(PROMPT):
Can you copy out the rows below without changing a character, starting at the line containing "Find every rocky shoreline" and ending at the line containing "18, 433, 49]]", both included?

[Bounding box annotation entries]
=====
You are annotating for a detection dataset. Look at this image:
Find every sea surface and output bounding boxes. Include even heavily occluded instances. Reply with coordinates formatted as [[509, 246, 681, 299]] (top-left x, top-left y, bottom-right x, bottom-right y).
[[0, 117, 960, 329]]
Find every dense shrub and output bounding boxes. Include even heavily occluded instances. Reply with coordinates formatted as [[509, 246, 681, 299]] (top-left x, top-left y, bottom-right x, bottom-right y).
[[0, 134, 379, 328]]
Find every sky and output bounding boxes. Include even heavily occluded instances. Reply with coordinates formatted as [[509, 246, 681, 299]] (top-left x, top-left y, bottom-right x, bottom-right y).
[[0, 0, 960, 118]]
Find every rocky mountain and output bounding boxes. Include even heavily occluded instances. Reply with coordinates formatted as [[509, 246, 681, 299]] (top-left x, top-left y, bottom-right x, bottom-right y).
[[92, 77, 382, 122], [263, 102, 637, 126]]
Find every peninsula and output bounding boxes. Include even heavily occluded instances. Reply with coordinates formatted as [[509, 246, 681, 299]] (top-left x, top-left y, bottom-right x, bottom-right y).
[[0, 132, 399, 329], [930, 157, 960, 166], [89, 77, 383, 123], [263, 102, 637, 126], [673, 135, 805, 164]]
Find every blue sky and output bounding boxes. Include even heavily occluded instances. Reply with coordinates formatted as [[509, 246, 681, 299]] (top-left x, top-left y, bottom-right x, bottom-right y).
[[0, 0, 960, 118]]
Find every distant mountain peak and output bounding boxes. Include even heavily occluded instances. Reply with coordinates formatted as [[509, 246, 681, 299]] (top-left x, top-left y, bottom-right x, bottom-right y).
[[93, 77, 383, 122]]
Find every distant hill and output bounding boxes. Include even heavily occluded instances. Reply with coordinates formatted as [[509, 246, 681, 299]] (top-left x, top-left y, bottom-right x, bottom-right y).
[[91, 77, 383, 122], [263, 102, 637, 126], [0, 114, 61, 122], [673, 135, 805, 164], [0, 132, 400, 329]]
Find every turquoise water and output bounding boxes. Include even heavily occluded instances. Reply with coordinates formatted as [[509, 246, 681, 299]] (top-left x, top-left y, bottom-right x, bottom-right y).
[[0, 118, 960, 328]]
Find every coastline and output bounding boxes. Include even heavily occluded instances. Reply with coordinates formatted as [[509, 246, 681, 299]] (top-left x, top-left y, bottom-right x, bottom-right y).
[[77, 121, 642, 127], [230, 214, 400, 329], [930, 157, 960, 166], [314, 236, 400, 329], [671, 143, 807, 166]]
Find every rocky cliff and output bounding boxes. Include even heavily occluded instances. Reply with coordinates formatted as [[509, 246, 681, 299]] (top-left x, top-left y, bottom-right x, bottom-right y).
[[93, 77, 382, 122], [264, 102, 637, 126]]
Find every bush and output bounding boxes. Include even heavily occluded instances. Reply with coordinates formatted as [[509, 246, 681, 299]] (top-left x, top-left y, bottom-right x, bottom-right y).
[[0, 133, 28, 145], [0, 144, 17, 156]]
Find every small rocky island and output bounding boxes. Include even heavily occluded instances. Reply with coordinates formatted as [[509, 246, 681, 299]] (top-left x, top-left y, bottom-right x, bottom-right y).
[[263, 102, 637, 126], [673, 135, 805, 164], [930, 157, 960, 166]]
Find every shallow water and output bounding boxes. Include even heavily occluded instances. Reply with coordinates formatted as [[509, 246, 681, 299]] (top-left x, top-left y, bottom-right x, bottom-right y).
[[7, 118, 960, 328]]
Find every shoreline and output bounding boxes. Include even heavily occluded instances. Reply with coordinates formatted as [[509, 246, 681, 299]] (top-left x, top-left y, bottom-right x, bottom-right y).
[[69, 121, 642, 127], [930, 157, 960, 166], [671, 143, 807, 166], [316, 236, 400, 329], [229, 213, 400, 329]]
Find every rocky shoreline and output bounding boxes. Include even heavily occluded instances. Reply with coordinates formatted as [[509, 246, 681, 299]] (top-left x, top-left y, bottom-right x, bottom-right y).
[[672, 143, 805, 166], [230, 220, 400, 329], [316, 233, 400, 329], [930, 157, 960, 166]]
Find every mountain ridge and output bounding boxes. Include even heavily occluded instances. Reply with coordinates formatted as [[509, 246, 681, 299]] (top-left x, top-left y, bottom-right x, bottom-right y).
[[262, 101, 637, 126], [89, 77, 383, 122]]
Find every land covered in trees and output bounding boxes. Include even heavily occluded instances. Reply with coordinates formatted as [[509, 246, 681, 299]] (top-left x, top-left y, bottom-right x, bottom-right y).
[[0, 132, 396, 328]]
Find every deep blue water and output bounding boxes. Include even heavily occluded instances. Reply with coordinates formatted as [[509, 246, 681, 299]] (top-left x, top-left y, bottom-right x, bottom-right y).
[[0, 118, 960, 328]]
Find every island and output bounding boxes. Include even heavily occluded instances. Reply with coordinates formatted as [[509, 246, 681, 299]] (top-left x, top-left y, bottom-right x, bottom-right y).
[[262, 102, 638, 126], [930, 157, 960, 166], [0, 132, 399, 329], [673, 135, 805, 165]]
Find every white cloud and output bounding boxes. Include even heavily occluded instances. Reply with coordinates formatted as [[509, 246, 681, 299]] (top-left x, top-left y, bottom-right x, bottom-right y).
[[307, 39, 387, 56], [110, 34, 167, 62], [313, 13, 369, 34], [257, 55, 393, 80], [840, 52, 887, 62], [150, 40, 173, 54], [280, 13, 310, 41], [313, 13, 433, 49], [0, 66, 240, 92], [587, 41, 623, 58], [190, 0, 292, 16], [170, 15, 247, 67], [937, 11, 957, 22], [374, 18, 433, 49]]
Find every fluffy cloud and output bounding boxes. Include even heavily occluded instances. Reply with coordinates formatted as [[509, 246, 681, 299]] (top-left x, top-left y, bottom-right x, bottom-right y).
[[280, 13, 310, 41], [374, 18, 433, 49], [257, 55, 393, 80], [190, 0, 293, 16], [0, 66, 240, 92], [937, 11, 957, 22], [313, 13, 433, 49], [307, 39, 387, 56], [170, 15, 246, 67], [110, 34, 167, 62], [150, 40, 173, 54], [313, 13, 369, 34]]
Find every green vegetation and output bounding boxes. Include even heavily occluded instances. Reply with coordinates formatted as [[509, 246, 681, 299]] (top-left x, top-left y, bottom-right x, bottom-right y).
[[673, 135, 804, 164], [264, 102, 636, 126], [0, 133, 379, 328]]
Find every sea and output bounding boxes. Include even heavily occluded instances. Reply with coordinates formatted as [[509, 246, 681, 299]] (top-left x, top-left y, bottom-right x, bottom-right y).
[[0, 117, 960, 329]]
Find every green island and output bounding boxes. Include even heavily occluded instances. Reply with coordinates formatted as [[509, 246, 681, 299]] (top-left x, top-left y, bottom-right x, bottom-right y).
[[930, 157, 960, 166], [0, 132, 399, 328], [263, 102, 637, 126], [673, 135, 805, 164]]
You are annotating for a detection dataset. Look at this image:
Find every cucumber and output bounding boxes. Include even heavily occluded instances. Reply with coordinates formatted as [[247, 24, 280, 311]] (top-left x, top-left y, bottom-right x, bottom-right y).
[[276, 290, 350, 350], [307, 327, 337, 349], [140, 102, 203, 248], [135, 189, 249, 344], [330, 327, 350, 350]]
=====
(ANSWER IN FULL):
Find every rocky shoreline and output bounding boxes. Include even heavily occluded instances. Reply with coordinates formatted as [[509, 246, 681, 299]] (top-left x, top-left y, bottom-right x, bottom-right y).
[[672, 143, 805, 166], [230, 220, 400, 329], [316, 233, 400, 329], [930, 157, 960, 166]]
Find every mountain ridge and output bounding boxes. Include even heavily occluded instances. Reply with coordinates formatted as [[509, 246, 681, 299]] (top-left x, top-left y, bottom-right x, bottom-right y).
[[262, 101, 637, 126], [89, 77, 383, 122]]
Find every land covered in trees and output bounding boxes. Include even heavily occluded instances. Reply with coordinates formatted as [[509, 246, 681, 299]] (top-left x, top-left y, bottom-right x, bottom-right y).
[[0, 132, 396, 328]]
Find every deep blue water and output bounding boxes. Include even heavily occluded instances. Reply with coordinates formatted as [[509, 246, 681, 299]] (top-left x, top-left y, bottom-right x, bottom-right y).
[[0, 118, 960, 328]]
Find every island and output bounding boxes. Include even heavily occluded instances. Reply with coordinates formatted as [[509, 246, 681, 299]] (top-left x, top-left y, bottom-right x, bottom-right y).
[[262, 102, 638, 126], [930, 157, 960, 166], [0, 132, 399, 329], [673, 135, 805, 165]]
Find every white cloud and output bounding boxes. Include even heavily occluded instances. Reply with coordinates formatted as [[509, 246, 681, 299]] (top-left x, top-left y, bottom-right x, bottom-right y).
[[307, 39, 387, 56], [110, 34, 167, 62], [313, 13, 369, 34], [257, 55, 393, 80], [840, 52, 887, 62], [150, 40, 173, 54], [280, 13, 310, 41], [313, 13, 433, 49], [0, 66, 240, 92], [587, 41, 623, 58], [190, 0, 292, 16], [170, 15, 247, 67], [937, 11, 957, 22], [374, 18, 433, 49]]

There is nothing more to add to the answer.